## INPUT FOR THIS TASK
- Opening Delimiter -

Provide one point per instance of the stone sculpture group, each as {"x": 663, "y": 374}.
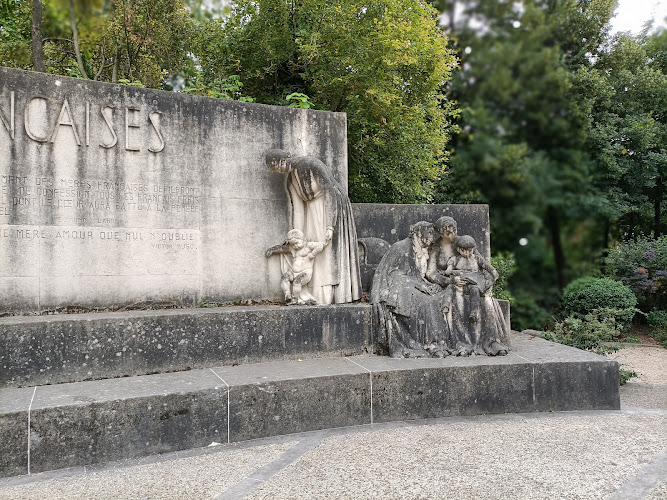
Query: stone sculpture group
{"x": 321, "y": 211}
{"x": 434, "y": 297}
{"x": 432, "y": 291}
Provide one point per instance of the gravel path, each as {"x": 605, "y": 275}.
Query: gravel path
{"x": 573, "y": 455}
{"x": 649, "y": 362}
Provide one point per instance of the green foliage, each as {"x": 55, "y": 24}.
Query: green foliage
{"x": 657, "y": 320}
{"x": 382, "y": 62}
{"x": 525, "y": 122}
{"x": 505, "y": 264}
{"x": 135, "y": 40}
{"x": 15, "y": 33}
{"x": 299, "y": 100}
{"x": 585, "y": 295}
{"x": 625, "y": 375}
{"x": 642, "y": 265}
{"x": 590, "y": 333}
{"x": 629, "y": 131}
{"x": 220, "y": 88}
{"x": 136, "y": 83}
{"x": 527, "y": 313}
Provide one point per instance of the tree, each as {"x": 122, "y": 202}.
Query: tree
{"x": 36, "y": 35}
{"x": 524, "y": 125}
{"x": 110, "y": 40}
{"x": 629, "y": 136}
{"x": 383, "y": 62}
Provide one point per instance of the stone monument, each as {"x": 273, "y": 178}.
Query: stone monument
{"x": 319, "y": 206}
{"x": 111, "y": 195}
{"x": 434, "y": 298}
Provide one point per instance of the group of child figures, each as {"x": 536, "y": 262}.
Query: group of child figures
{"x": 434, "y": 298}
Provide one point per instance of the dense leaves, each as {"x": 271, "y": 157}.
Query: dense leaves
{"x": 384, "y": 63}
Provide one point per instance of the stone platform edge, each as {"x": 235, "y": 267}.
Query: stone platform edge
{"x": 52, "y": 427}
{"x": 40, "y": 350}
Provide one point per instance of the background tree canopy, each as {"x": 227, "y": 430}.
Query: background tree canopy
{"x": 384, "y": 63}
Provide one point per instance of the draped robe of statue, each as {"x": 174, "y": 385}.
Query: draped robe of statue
{"x": 317, "y": 202}
{"x": 409, "y": 319}
{"x": 489, "y": 334}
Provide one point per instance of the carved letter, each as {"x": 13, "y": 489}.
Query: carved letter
{"x": 87, "y": 123}
{"x": 68, "y": 123}
{"x": 109, "y": 123}
{"x": 155, "y": 121}
{"x": 9, "y": 126}
{"x": 129, "y": 125}
{"x": 27, "y": 120}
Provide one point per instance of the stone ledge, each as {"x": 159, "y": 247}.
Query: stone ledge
{"x": 40, "y": 350}
{"x": 99, "y": 421}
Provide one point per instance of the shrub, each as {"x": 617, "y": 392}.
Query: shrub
{"x": 588, "y": 333}
{"x": 527, "y": 313}
{"x": 657, "y": 320}
{"x": 585, "y": 295}
{"x": 505, "y": 264}
{"x": 625, "y": 375}
{"x": 642, "y": 265}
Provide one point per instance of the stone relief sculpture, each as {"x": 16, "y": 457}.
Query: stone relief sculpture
{"x": 294, "y": 282}
{"x": 435, "y": 298}
{"x": 411, "y": 323}
{"x": 320, "y": 209}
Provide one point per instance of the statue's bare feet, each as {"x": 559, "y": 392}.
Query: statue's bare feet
{"x": 462, "y": 351}
{"x": 497, "y": 349}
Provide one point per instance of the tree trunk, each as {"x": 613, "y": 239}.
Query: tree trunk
{"x": 114, "y": 71}
{"x": 75, "y": 38}
{"x": 559, "y": 257}
{"x": 36, "y": 35}
{"x": 657, "y": 202}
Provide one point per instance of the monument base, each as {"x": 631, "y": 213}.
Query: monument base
{"x": 84, "y": 423}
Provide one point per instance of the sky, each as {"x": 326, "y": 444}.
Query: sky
{"x": 632, "y": 14}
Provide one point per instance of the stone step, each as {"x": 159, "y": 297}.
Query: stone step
{"x": 57, "y": 426}
{"x": 40, "y": 350}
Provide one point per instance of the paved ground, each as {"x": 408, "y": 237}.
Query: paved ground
{"x": 615, "y": 454}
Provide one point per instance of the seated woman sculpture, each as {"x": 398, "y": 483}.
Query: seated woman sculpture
{"x": 411, "y": 323}
{"x": 475, "y": 319}
{"x": 487, "y": 333}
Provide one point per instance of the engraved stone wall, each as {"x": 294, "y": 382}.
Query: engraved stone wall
{"x": 112, "y": 194}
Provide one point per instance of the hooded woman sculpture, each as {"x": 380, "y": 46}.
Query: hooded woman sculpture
{"x": 319, "y": 207}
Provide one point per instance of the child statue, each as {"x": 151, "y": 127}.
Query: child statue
{"x": 471, "y": 272}
{"x": 294, "y": 282}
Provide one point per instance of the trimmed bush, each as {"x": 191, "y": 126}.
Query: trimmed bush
{"x": 585, "y": 295}
{"x": 642, "y": 265}
{"x": 657, "y": 320}
{"x": 590, "y": 333}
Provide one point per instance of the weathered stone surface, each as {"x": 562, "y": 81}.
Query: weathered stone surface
{"x": 14, "y": 404}
{"x": 536, "y": 376}
{"x": 38, "y": 350}
{"x": 80, "y": 424}
{"x": 392, "y": 222}
{"x": 112, "y": 194}
{"x": 295, "y": 396}
{"x": 89, "y": 422}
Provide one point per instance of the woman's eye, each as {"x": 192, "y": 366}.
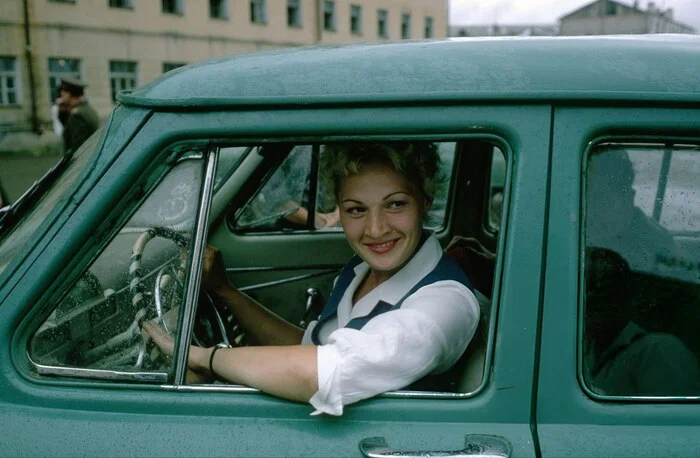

- Closing Delimiter -

## PROBLEM TO WORK ON
Restate it all word for word: every record, no pictures.

## EXPECTED OUTPUT
Provide one point per instance of the stone sculpture group, each as {"x": 663, "y": 374}.
Query: stone sculpture group
{"x": 321, "y": 211}
{"x": 434, "y": 297}
{"x": 432, "y": 291}
Provide one point per instance of the gravel path, each as {"x": 605, "y": 275}.
Query: gravel path
{"x": 573, "y": 455}
{"x": 649, "y": 362}
Provide one point per instance of the green foliage, each as {"x": 55, "y": 24}.
Query: green foliage
{"x": 657, "y": 320}
{"x": 382, "y": 62}
{"x": 525, "y": 122}
{"x": 505, "y": 264}
{"x": 135, "y": 40}
{"x": 15, "y": 33}
{"x": 299, "y": 100}
{"x": 585, "y": 295}
{"x": 625, "y": 375}
{"x": 642, "y": 265}
{"x": 590, "y": 333}
{"x": 629, "y": 131}
{"x": 220, "y": 88}
{"x": 136, "y": 83}
{"x": 527, "y": 313}
Provide one point per instance of the tree, each as {"x": 122, "y": 202}.
Query: tree
{"x": 36, "y": 35}
{"x": 524, "y": 125}
{"x": 110, "y": 40}
{"x": 629, "y": 136}
{"x": 383, "y": 62}
Provide one point per instance of the stone monument, each as {"x": 273, "y": 178}.
Query: stone monument
{"x": 319, "y": 206}
{"x": 111, "y": 195}
{"x": 434, "y": 298}
Provide one point per instance of the group of child figures, each as {"x": 536, "y": 262}.
Query: group of child figures
{"x": 434, "y": 298}
Provide one point per instance of the dense leaves, each as {"x": 271, "y": 157}.
Query: dense leaves
{"x": 384, "y": 63}
Provide one point per instance of the stone platform edge, each as {"x": 235, "y": 267}.
Query: stone platform edge
{"x": 52, "y": 427}
{"x": 40, "y": 350}
Provide one point per instance of the background tree canopy, each as {"x": 227, "y": 430}.
Query: background tree canopy
{"x": 384, "y": 63}
Provide one point per instance of the draped robe of statue, each as {"x": 174, "y": 385}.
Query: draped robe of statue
{"x": 317, "y": 202}
{"x": 409, "y": 319}
{"x": 489, "y": 334}
Provide one point per instance of the carved letter, each as {"x": 13, "y": 489}.
Query: carved letter
{"x": 87, "y": 123}
{"x": 68, "y": 123}
{"x": 109, "y": 123}
{"x": 155, "y": 121}
{"x": 9, "y": 126}
{"x": 129, "y": 125}
{"x": 27, "y": 120}
Provide one point per instance of the stone ledge, each as {"x": 159, "y": 247}.
Query: stone ledge
{"x": 40, "y": 350}
{"x": 99, "y": 421}
Provide one point per instance of the shrub, each as {"x": 617, "y": 392}.
Query: shrub
{"x": 588, "y": 333}
{"x": 527, "y": 313}
{"x": 657, "y": 320}
{"x": 585, "y": 295}
{"x": 505, "y": 264}
{"x": 625, "y": 375}
{"x": 642, "y": 265}
Provide one point per instance of the stone relief sculpture, each as {"x": 16, "y": 457}.
Query: stone relief sculpture
{"x": 294, "y": 282}
{"x": 435, "y": 298}
{"x": 411, "y": 323}
{"x": 320, "y": 209}
Provide one point per instance of the statue's bare feet, each as {"x": 559, "y": 392}.
Query: statue's bare feet
{"x": 462, "y": 351}
{"x": 497, "y": 349}
Provide one point per instance of the tree trunk, each as {"x": 613, "y": 239}.
Query: tree trunk
{"x": 114, "y": 71}
{"x": 75, "y": 38}
{"x": 559, "y": 257}
{"x": 36, "y": 35}
{"x": 657, "y": 202}
Provide one point per instance of the monument base, each as {"x": 631, "y": 213}.
Query: monument base
{"x": 84, "y": 423}
Provide one point per instance of the sky, each as {"x": 326, "y": 444}.
Query: sky
{"x": 632, "y": 14}
Provide one point per instance of the stone step, each as {"x": 159, "y": 297}.
Query: stone step
{"x": 57, "y": 426}
{"x": 40, "y": 350}
Provide one point per instance of the paved ground, each as {"x": 408, "y": 237}.
Query: paved ground
{"x": 615, "y": 454}
Provide one point per instance of the seated woman sculpture, each as {"x": 398, "y": 483}.
Query: seated woman sculpture
{"x": 411, "y": 323}
{"x": 475, "y": 319}
{"x": 487, "y": 333}
Provide one point per instance of the engraved stone wall, each as {"x": 294, "y": 382}.
Query: engraved stone wall
{"x": 112, "y": 194}
Provide one point per instance of the hooded woman sculpture, each as {"x": 380, "y": 46}.
Query: hooded woman sculpture
{"x": 319, "y": 207}
Provide one point per instance of the child statue, each as {"x": 151, "y": 127}.
Query: child statue
{"x": 471, "y": 272}
{"x": 294, "y": 282}
Provide one point per instance of the trimmed bush, each as {"x": 191, "y": 126}.
Query: trimmed bush
{"x": 585, "y": 295}
{"x": 642, "y": 265}
{"x": 657, "y": 320}
{"x": 590, "y": 333}
Provide one point per instance of the weathered stone surface, each as {"x": 562, "y": 81}.
Query: weathered stone surface
{"x": 14, "y": 404}
{"x": 536, "y": 376}
{"x": 38, "y": 350}
{"x": 80, "y": 424}
{"x": 392, "y": 222}
{"x": 112, "y": 194}
{"x": 295, "y": 396}
{"x": 89, "y": 422}
Provide one point per instance of the woman's eye, each as {"x": 192, "y": 366}.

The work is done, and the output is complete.